WHAT YOU ARE ASKED TO DO:
Take the line holding "the car hood" as the first line of the answer and the last line of the listing as its end; retype everything between exactly.

EXERCISE MATERIALS:
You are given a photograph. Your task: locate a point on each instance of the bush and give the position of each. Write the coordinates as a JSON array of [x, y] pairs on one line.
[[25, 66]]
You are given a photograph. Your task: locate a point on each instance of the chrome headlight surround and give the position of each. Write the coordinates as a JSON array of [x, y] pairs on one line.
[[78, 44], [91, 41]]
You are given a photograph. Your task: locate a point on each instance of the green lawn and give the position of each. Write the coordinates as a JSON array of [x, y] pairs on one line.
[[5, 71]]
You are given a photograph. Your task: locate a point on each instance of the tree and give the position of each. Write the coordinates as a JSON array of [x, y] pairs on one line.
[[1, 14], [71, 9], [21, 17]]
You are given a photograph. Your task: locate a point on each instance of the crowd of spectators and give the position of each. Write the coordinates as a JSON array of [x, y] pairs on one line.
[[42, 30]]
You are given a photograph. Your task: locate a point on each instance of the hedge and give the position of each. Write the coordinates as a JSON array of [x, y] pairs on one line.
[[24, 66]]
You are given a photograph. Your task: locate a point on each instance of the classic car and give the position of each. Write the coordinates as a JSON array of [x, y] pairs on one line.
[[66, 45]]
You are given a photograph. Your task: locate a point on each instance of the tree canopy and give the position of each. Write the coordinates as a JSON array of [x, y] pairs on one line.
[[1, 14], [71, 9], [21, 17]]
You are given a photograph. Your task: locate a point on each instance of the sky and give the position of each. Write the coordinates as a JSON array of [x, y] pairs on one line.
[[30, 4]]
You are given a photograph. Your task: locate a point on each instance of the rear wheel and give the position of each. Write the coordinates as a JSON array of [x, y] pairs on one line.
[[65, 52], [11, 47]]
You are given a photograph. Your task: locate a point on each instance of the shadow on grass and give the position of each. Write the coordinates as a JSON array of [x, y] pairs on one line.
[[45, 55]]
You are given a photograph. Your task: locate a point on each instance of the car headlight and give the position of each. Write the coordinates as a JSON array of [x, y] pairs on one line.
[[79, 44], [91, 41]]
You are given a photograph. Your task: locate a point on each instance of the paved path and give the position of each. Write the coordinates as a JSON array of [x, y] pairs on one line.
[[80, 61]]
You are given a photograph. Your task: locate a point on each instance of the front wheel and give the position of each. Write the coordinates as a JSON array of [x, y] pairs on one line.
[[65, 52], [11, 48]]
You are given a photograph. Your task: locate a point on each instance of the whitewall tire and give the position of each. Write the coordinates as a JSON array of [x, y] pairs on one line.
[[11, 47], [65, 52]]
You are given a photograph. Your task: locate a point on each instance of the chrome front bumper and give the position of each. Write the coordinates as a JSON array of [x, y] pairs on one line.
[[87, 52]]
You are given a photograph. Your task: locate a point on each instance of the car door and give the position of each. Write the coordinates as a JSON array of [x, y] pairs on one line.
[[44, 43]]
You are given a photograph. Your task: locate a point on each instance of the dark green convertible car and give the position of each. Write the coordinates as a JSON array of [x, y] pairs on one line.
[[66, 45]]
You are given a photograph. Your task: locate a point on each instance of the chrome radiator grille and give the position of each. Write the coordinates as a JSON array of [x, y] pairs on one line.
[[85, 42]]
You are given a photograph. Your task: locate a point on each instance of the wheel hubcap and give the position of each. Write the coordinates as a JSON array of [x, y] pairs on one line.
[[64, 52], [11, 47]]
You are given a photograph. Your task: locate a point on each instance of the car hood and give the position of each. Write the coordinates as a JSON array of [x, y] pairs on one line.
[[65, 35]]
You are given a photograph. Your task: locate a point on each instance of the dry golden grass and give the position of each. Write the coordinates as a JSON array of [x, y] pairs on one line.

RESULT FOR THIS TASK:
You are given a photograph. Your task: locate a point on each instance of the car hood and give the position of each. Write the coordinates as a JSON array of [x, y] pairs on one line.
[[65, 35]]
You are given a photograph. Your task: locate a point on each instance of the dry golden grass and give the position of each. Write the coordinates as a JSON array of [x, y] pairs on one line.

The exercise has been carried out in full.